**GIVEN INSTRUCTION A**
From the article on the euro's introduction, quote the passage that starts at "In order to" and ends at "dollar. (See Table.)".

**SOURCE EXTRACT**
By Wrase, Jeffrey M.
Business Review (Federal Reserve Bank of Philadelphia)
In order to form a more perfect economic union, establish a single financial market, provide a high level of employment, promote convergence of economic performance, and secure the benefits of sustainable and noninflationary growth, 11 European countries have established a common currency and a European Central Bank. The formal introduction of the new monetary unit, called the euro, occurred on January 1, 1999. On that date, the old national currencies officially became subunits of the euro, much as the nickel and quarter are subunits of the dollar. (See Table.)
Conversion rates between the national currencies of the 11 member countries and the new euro were irrevocably fixed at midnight, local time, on December 31, 1998. Between January 1, 1999, and June 30, 2002, one euro will be equivalent to the following amounts of each of the 11 currencies:
Austrian shilling 13.7603
Belgian franc 40.3399
Dutch guilder 2.20371
Finnish markka 5.94573
French franc 6.55957
German mark 1.95583
Irish punt 0.787564
Italian lira 1936.27
Luxembourg franc 40.3399
Portuguese escudo 200.482
Spanish peseta 166.386
Thus, a German mark is a bit over half a euro, and a French franc is a bit more than 15 euro cents.
Fifteen countries passed a major milestone on the road to monetary union in 1992, when they signed the Treaty on European Union, commonly called the Maastricht Treaty, which outlined a basic structure for the alliance. Of those 15, only 11 actually joined the European Monetary Union (EMU): two opted out for now, and two others have not yet met the economic criteria established for membership in the union.(1) The EMU countries decided that the benefits of having one common currency instead of 11 different ones will outweigh the costs, especially given the amount of travel and trade that takes place between these countries.(2)

**EXTRACTED DATA**
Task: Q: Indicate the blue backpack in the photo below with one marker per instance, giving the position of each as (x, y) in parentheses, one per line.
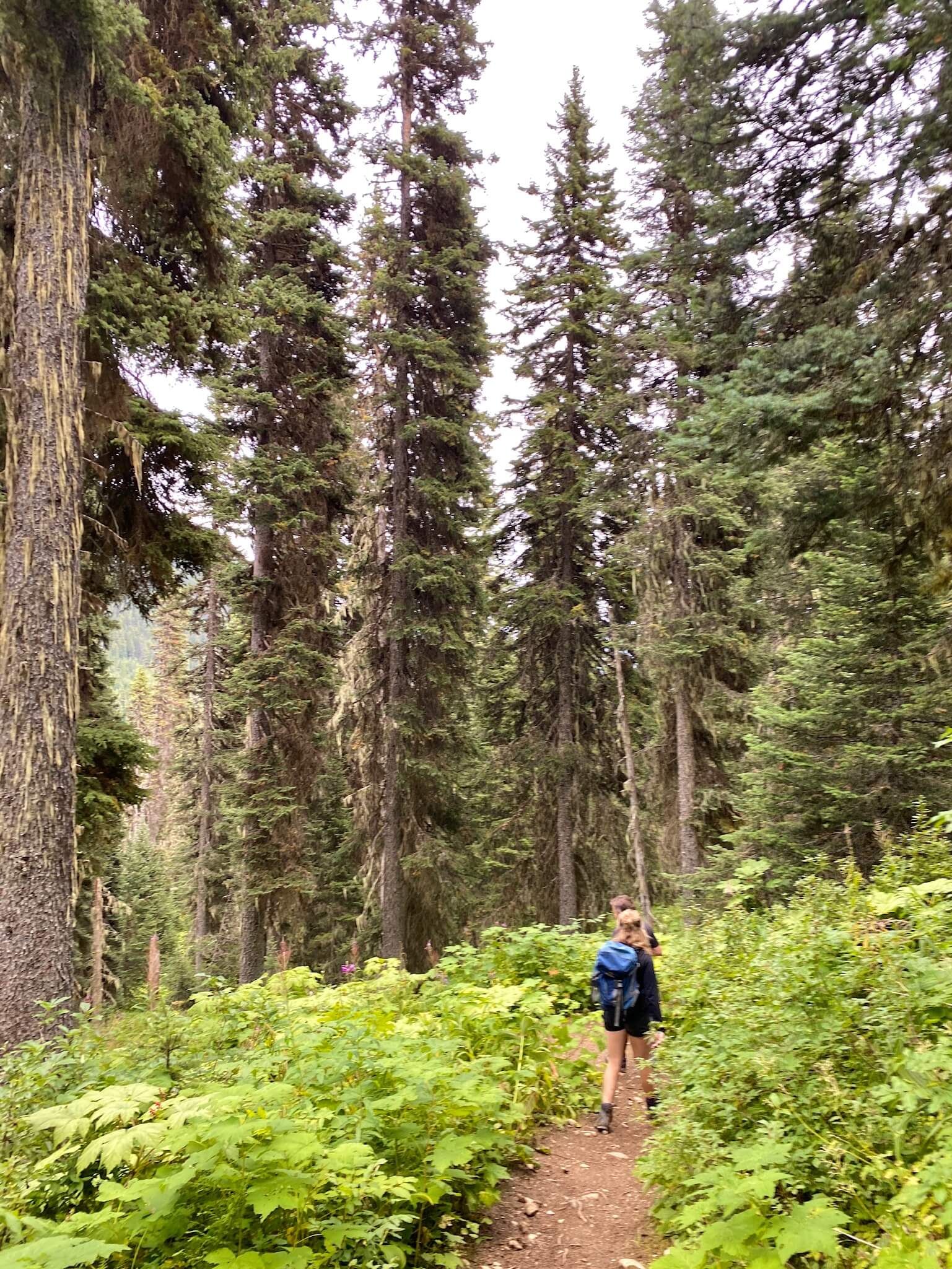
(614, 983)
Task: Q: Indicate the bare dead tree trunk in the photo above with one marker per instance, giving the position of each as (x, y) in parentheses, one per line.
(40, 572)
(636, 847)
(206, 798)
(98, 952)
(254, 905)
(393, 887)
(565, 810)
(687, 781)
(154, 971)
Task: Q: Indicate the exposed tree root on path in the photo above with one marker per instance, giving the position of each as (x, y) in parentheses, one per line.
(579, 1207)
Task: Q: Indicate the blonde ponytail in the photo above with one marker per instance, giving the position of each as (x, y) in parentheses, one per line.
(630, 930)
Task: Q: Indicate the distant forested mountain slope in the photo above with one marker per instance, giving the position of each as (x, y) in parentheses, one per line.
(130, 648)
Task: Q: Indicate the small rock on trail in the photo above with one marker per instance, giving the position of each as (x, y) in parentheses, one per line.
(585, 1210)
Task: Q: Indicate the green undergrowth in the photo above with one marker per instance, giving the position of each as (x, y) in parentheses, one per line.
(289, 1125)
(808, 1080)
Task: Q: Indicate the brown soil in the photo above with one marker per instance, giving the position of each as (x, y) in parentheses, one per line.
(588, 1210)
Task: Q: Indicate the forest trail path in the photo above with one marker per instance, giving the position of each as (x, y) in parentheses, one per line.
--
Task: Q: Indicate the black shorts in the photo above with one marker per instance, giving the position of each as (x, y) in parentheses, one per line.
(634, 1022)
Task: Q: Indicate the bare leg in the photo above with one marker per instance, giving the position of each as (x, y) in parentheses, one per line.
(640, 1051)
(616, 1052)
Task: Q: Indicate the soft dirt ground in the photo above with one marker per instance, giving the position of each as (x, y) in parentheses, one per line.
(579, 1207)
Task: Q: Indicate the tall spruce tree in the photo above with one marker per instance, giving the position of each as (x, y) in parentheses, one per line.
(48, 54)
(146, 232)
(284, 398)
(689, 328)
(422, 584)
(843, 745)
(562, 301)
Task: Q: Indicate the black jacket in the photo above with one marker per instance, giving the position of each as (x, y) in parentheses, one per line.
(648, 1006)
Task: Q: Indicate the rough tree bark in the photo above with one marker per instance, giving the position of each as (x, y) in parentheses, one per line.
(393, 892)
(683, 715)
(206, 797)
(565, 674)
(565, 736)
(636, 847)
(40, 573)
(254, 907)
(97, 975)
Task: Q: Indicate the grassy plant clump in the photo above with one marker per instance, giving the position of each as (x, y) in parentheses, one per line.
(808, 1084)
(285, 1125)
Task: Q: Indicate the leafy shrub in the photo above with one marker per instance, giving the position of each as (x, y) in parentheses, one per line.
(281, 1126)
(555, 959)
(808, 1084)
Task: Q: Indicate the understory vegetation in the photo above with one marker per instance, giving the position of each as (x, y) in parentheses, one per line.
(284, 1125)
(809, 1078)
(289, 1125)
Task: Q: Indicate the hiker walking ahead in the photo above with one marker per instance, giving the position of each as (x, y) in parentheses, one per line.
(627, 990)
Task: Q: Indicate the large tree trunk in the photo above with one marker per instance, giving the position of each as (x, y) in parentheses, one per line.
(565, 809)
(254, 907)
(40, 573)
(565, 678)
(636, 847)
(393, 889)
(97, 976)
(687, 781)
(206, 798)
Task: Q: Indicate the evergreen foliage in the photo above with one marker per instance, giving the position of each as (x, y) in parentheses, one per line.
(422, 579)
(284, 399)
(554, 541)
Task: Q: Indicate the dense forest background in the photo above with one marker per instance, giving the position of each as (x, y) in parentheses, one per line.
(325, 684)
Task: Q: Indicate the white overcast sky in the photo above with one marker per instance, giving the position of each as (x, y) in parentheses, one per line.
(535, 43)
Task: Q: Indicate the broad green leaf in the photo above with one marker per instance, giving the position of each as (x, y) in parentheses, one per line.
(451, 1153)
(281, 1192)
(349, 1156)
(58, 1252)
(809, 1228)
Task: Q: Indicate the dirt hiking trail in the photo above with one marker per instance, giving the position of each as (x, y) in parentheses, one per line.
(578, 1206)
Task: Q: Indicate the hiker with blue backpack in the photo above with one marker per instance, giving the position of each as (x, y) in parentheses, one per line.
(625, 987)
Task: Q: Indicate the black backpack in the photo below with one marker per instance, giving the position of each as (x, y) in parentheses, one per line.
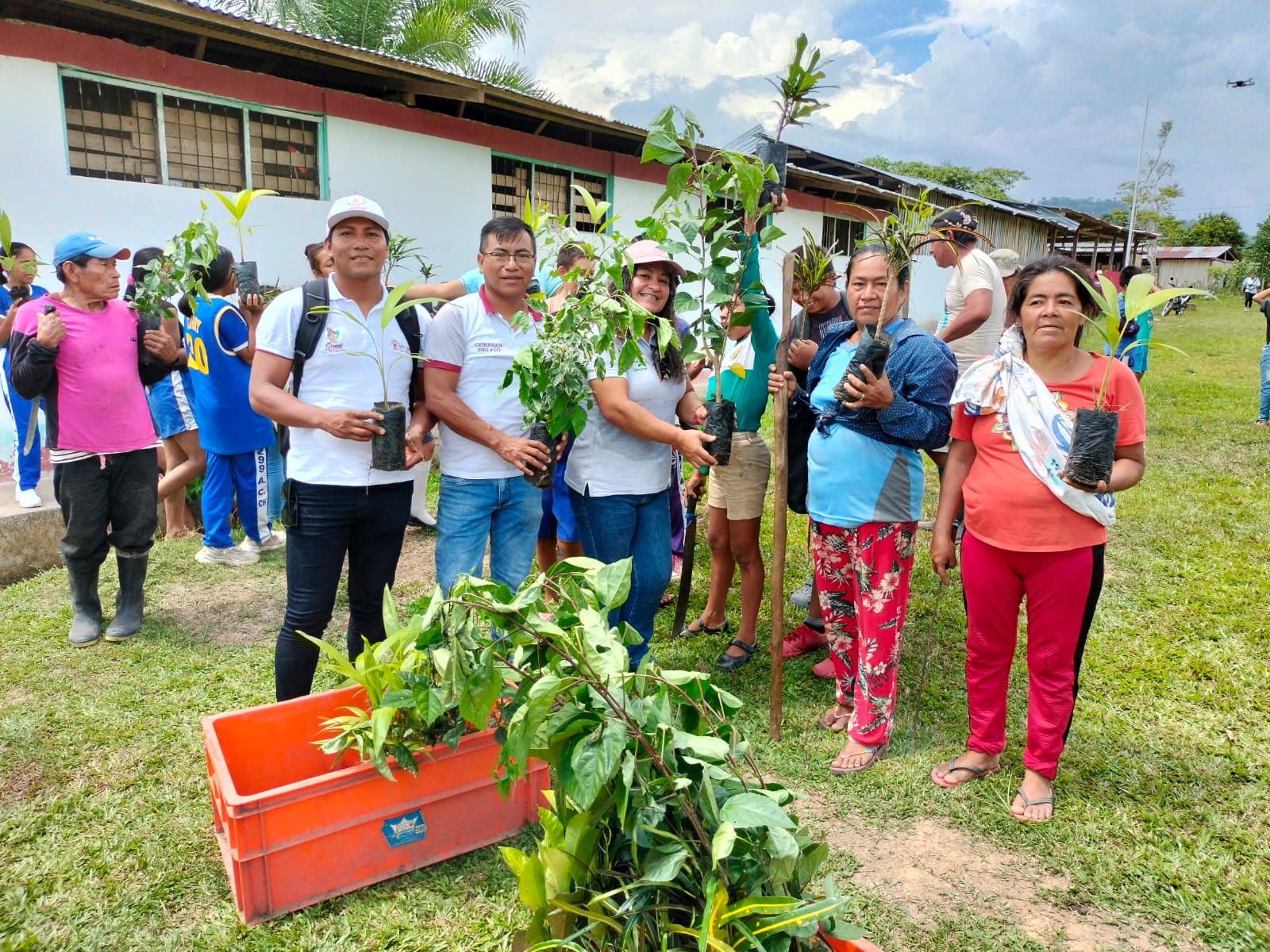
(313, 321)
...
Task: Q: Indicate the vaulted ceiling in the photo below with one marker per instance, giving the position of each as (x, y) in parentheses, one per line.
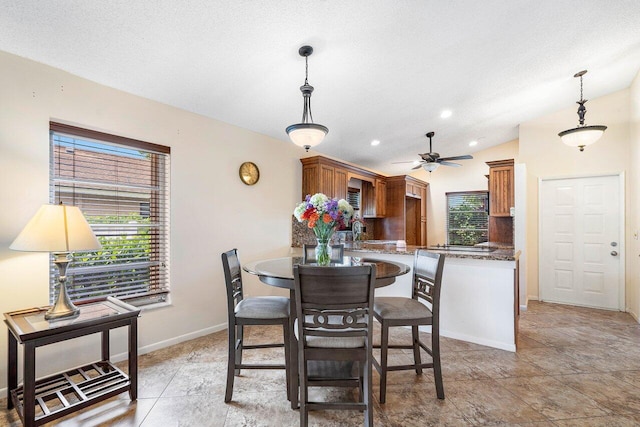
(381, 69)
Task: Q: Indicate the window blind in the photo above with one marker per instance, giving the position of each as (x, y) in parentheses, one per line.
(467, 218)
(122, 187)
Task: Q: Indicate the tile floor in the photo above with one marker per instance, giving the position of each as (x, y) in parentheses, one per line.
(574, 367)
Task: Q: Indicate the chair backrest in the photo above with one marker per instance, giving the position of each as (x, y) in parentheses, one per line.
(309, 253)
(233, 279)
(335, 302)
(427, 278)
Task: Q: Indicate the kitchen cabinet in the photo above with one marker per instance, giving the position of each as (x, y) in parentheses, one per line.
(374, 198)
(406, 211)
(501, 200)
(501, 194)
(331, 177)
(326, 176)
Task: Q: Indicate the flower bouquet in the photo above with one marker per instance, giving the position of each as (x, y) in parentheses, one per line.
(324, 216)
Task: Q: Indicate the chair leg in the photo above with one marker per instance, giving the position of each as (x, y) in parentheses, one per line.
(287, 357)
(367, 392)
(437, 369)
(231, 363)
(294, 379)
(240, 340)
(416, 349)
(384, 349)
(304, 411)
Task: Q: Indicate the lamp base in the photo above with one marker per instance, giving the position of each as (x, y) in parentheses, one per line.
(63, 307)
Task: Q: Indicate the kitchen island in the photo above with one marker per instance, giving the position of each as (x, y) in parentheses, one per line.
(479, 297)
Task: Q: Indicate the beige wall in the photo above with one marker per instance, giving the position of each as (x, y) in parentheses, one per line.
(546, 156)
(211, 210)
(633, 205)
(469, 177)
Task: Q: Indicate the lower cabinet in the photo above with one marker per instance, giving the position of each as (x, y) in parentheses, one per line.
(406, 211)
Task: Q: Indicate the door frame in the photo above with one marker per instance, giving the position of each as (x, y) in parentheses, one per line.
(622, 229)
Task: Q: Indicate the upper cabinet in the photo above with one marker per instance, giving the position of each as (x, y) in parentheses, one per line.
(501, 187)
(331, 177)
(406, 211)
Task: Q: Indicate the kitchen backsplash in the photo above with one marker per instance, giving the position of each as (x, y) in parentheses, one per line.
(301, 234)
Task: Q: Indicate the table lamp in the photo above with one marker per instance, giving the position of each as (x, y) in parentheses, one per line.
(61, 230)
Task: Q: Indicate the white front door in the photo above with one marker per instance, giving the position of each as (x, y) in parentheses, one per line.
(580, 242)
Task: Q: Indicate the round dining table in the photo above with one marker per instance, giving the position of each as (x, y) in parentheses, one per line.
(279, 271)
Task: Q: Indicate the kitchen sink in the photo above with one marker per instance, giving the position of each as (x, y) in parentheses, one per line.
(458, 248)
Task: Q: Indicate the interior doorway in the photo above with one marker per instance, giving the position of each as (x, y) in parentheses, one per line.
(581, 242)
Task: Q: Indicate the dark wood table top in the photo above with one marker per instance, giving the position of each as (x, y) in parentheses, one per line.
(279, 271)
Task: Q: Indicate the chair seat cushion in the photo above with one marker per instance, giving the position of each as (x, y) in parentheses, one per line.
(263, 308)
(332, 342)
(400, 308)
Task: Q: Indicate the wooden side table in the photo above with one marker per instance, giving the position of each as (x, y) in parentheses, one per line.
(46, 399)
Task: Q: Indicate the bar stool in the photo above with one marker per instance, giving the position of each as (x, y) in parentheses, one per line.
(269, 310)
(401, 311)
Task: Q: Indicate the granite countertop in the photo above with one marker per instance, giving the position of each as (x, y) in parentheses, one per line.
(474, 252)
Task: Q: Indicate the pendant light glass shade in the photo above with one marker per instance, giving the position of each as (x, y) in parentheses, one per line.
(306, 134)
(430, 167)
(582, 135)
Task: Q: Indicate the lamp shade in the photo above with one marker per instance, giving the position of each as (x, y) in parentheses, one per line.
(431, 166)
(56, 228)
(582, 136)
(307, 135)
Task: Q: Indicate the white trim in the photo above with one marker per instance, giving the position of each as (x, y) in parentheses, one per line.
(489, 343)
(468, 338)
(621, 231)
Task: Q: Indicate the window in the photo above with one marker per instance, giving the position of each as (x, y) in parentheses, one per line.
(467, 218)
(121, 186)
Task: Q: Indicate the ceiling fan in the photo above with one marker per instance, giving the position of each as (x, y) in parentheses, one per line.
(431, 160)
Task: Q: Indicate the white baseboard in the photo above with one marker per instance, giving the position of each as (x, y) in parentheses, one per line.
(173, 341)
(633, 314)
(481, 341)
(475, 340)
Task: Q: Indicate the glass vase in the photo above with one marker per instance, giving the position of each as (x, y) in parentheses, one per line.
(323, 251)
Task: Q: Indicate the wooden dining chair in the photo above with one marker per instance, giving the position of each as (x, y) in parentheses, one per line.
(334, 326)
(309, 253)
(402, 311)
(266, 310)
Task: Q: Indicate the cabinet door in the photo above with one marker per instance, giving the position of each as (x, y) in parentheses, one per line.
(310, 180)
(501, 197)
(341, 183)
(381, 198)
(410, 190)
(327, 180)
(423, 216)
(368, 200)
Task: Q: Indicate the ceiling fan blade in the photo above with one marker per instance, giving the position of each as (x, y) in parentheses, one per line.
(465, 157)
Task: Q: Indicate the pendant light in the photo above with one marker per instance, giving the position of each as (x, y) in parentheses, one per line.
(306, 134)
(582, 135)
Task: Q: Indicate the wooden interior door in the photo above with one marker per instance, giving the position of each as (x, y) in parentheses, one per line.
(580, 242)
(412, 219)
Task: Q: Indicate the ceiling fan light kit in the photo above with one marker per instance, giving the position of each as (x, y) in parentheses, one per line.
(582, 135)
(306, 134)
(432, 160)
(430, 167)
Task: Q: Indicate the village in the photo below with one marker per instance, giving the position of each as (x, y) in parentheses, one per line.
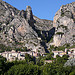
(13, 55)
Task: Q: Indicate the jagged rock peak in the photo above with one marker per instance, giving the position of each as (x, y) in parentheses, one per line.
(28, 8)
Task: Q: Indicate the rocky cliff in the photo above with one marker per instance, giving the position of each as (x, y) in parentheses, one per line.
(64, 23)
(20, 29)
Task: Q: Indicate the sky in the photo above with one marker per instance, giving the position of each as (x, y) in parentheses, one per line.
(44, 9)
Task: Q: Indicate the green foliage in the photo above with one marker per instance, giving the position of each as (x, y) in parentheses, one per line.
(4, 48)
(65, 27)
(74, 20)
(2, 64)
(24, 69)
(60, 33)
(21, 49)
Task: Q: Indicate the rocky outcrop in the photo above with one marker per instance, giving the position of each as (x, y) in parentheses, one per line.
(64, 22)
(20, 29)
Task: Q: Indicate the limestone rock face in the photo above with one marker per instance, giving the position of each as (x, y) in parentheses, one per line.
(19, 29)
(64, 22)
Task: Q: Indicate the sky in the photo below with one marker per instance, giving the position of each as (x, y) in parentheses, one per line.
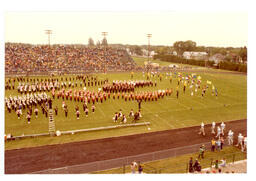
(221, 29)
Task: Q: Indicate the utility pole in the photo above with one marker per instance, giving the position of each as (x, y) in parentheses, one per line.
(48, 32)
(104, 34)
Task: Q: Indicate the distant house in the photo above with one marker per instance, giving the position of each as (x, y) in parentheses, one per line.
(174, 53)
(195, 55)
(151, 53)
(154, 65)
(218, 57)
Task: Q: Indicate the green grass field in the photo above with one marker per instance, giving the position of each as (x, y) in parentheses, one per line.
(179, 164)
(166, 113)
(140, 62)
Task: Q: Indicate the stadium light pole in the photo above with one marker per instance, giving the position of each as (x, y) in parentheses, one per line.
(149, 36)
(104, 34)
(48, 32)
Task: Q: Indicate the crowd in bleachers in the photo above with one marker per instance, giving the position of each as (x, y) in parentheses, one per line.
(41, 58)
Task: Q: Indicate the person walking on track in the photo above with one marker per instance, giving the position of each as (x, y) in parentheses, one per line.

**GIVEN INSTRUCTION B**
Rewrite the records starting at the line containing "Task: Q: Indicate the broad" and ending at the line containing "(578, 1206)", including both of those lines and the requests. Subtract 122 from every number in the answer coordinates.

**CORRECT RESULT A**
In order to form a more perfect economic union, establish a single financial market, provide a high level of employment, promote convergence of economic performance, and secure the benefits of sustainable and noninflationary growth, 11 European countries have established a common currency and a European Central Bank. The formal introduction of the new monetary unit, called the euro, occurred on January 1, 1999. On that date, the old national currencies officially became subunits of the euro, much as the nickel and quarter are subunits of the dollar. (See Table.)

**CORRECT RESULT B**
Task: Q: Indicate the broad green leaf in the photo above with one marker per instance, giving the position of each as (x, y) in parentheses, one per line.
(329, 1031)
(159, 1070)
(227, 1034)
(-64, 1130)
(687, 1106)
Task: Q: Indicate the dirt hiking trail in the photo above with one marker per instance, giving the position of each as (x, y) in parentheses, one per line.
(456, 1084)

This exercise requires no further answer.